▶ [Brief]: Could you extract every entry below and reproduce it exactly?
══ Material for the task ══
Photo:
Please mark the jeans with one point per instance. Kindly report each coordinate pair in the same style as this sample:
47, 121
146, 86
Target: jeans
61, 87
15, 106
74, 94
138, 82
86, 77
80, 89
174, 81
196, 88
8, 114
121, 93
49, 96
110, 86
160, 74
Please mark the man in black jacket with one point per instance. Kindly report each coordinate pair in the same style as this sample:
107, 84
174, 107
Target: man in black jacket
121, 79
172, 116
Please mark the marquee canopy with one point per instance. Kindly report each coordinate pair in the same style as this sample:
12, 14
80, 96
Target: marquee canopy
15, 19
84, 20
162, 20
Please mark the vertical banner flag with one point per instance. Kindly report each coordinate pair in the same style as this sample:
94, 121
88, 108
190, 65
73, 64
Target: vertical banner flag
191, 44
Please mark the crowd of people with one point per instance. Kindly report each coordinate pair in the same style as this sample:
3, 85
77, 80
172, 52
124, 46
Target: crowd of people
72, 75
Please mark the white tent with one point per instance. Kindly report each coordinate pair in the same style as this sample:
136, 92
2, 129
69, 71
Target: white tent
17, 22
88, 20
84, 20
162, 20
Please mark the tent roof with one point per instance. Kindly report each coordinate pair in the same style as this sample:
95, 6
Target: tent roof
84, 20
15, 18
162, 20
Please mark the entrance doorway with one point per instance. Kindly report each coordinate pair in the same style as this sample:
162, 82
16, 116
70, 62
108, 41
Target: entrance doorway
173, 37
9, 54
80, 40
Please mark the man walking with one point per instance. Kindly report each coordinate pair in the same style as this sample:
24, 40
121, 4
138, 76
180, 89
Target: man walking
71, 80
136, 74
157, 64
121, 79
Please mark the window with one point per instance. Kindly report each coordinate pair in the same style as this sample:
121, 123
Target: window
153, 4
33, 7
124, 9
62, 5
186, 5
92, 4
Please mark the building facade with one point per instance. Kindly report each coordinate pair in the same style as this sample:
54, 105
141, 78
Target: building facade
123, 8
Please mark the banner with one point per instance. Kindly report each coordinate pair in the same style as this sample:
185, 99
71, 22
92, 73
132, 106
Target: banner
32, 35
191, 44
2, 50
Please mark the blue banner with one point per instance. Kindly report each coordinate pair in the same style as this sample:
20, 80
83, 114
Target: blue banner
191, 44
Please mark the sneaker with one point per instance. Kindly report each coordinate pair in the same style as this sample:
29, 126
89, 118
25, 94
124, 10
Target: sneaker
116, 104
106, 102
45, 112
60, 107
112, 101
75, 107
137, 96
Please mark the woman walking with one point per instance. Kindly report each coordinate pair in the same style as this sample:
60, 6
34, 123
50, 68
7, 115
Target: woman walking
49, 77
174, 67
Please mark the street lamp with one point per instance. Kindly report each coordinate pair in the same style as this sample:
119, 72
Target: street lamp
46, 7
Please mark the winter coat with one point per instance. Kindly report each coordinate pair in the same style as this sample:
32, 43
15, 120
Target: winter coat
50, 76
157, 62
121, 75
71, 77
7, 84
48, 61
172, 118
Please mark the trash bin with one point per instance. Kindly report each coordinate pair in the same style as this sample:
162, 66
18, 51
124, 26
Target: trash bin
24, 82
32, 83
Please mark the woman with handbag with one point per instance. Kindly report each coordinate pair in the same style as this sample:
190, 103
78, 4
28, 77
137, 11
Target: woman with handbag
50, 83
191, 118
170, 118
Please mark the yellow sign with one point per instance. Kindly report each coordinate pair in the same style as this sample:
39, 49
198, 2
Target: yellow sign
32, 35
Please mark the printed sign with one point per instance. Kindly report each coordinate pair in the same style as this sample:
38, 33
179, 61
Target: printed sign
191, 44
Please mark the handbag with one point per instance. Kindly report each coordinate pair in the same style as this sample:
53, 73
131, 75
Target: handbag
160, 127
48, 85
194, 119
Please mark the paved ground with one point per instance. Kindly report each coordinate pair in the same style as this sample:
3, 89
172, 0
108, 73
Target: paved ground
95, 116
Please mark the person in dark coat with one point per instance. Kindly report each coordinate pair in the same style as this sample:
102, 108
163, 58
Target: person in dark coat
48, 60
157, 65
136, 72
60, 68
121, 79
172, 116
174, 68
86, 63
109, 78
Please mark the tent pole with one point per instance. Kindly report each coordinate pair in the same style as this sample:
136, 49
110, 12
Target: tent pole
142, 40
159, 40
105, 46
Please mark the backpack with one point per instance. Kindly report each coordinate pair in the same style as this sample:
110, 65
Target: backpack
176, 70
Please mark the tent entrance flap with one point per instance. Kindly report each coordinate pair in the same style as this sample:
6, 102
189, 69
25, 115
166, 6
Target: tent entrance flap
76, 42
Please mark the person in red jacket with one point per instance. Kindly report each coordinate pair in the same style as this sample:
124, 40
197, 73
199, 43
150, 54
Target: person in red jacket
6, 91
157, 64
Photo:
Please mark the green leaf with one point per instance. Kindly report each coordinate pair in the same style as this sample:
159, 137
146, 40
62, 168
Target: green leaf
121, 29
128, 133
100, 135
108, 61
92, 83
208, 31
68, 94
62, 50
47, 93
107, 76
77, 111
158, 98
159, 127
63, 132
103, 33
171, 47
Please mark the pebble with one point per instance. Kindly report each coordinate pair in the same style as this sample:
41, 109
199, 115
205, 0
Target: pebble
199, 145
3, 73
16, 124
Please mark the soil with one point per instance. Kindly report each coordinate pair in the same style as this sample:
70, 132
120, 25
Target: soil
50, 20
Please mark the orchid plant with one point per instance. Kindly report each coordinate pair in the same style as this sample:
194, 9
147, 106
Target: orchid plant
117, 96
═══
▶ [Task response]:
Photo:
Please mark the jeans with one point per instance. Kindly report each coordinate pair in the same style as this sample:
47, 121
146, 86
Target: jeans
61, 87
15, 106
74, 94
138, 82
86, 77
80, 89
174, 81
196, 88
8, 114
121, 93
49, 96
110, 86
160, 74
Please mark the man in black jacket with one point per instance. Kindly report each coordinate pair in the same style as this sample:
107, 84
174, 107
Target: man in black jacket
121, 79
172, 116
Please mark the marquee canopy with one point per instance. Kindly report each coordinate pair in the same style as this sample:
12, 14
80, 96
Target: marquee canopy
15, 19
84, 20
162, 20
Please mark the vertical banner flag with one point per instance. Kindly report each coordinate pair in the same style as this sample:
94, 121
88, 108
190, 65
73, 64
Target: vertical banner flag
191, 44
Please mark the crowd of people with one point per instance. Kindly report each coordinate pair in the same style as this sample:
3, 85
77, 80
172, 52
124, 46
Target: crowd of people
72, 75
Please mark the white tent with one point per instance. Kindly report each coordinate pair in the same style as this sample:
136, 92
2, 129
69, 71
Target: white tent
17, 22
88, 20
84, 20
162, 20
Please mark the tent roof with one point per instance. Kindly report each coordinate pair in the same style as this sample:
95, 6
Target: tent roof
84, 20
15, 18
162, 20
Please mark the entrance doorway with one point per instance. Kindly report each coordinate pair in the same style as this sample:
162, 82
16, 116
70, 62
108, 41
Target: entrance doorway
173, 37
9, 54
80, 40
Please mark the man walking with one point per instance. Kindly report each coordinate pair in the same style as this sample:
24, 40
121, 4
138, 76
180, 89
Target: man walking
71, 80
136, 74
157, 64
121, 79
Please mark the window with one point per instance. Kindly report each coordinate pair in the same style as this sample:
121, 123
Target: window
153, 4
33, 7
124, 9
62, 5
186, 5
92, 4
Please mark the building facade with one point per instance. Kindly report each coordinate pair in the same style as this sample:
54, 105
141, 78
Target: building facade
123, 8
Please mark the banner with one point per instance. Kindly report each coordinate pair in the same style as this sample:
185, 99
71, 22
92, 73
132, 106
Target: banner
32, 35
191, 44
2, 50
Please mark the blue banner with one point per instance. Kindly report each coordinate pair in the same style as this sample:
20, 80
83, 114
Target: blue banner
191, 44
Please mark the sneaker with one point per instance. Kindly report each coordinate pair in the same style as this sample:
29, 126
89, 118
25, 94
124, 10
Target: sneaker
116, 104
106, 102
45, 112
60, 107
112, 101
75, 107
137, 96
Please mark the woman walking with one point per instance. Kindly report each coordinate pair in the same style as this sample:
60, 6
34, 123
50, 68
7, 115
Target: woman walking
49, 77
174, 67
Please mark the street lamp with one point per instance. Kindly report each coordinate pair in the same style as this sample:
119, 72
Target: street lamp
46, 7
Please mark the winter coat with one point per instance. Kindly report each coordinate pair in the same style as this sample:
32, 43
15, 120
Target: winter coat
50, 76
157, 62
121, 75
71, 77
7, 84
48, 61
172, 118
Please mark the trash bin with one point per instance. Kindly report each coordinate pair in the same style as this sample:
162, 66
18, 51
124, 26
Target: trash bin
24, 82
32, 83
Please mark the woman with handbag with one point per instance. Kindly report each coordinate pair in the same style as this sample:
190, 103
78, 4
28, 77
137, 11
Target: woman with handbag
50, 83
191, 118
170, 118
Please mark the yellow sign with one point per instance. Kindly report each coordinate pair in the same style as this sample:
39, 49
198, 2
Target: yellow sign
32, 35
Please mark the printed sign with one point per instance. Kindly report each coordinate pair in the same style as this sample:
38, 33
179, 61
Target: printed sign
191, 44
Please mark the handbag with one point per instance. Kindly report each coordinate pair in the same style as this sample:
53, 73
131, 75
Target: handbag
160, 127
48, 85
194, 119
Please mark the paved ground with one point per instance. Kindly report each coordinate pair in the same style as this sample:
3, 89
172, 0
108, 73
Target: paved ground
95, 116
Please mark the person in dark coat with one point per instance. Kindly report each coordinate pair in the same style as this sample:
102, 108
163, 58
Target: person in dark coat
48, 60
157, 65
136, 72
60, 68
121, 79
172, 116
174, 68
86, 63
109, 78
Please mark the tent pole with one point per instance. Kindly report each coordinate pair in the same style as this sample:
136, 49
110, 12
Target: tent pole
142, 40
159, 40
105, 46
Please mark the backpack with one point per instance. Kindly report each coordinate pair in the same style as this sample:
110, 65
Target: backpack
176, 70
Please mark the tent entrance flap with one point per instance. Kindly report each coordinate pair in the same style as this sample:
6, 102
189, 69
25, 115
166, 6
Target: tent entrance flap
76, 42
Please mark the person in red jacket with one point per instance. Kindly report each coordinate pair in the same style as this sample:
124, 40
197, 73
199, 43
150, 54
Target: person in red jacket
6, 91
157, 64
Photo:
Please mark the green leaf with one point per instance. Kindly report each coordinate pair in the same style as this sample:
159, 137
146, 40
62, 168
Target: green leaf
121, 29
128, 133
100, 135
108, 61
92, 83
208, 31
68, 94
62, 50
47, 93
107, 76
77, 111
158, 98
159, 127
63, 132
103, 33
171, 47
Please mark the pebble with one point per instance. Kindly report each coordinate pair in the same style as this sample:
41, 109
199, 115
205, 0
Target: pebble
199, 145
3, 73
16, 124
Please mark the soil with one point per instance. Kindly report each coordinate pair in the same style as this sample:
70, 132
120, 25
Target: soil
50, 20
Please mark the orchid plant with one point per instance. Kindly report each coordinate pair in the same style as this sample:
194, 9
147, 106
Target: orchid plant
117, 96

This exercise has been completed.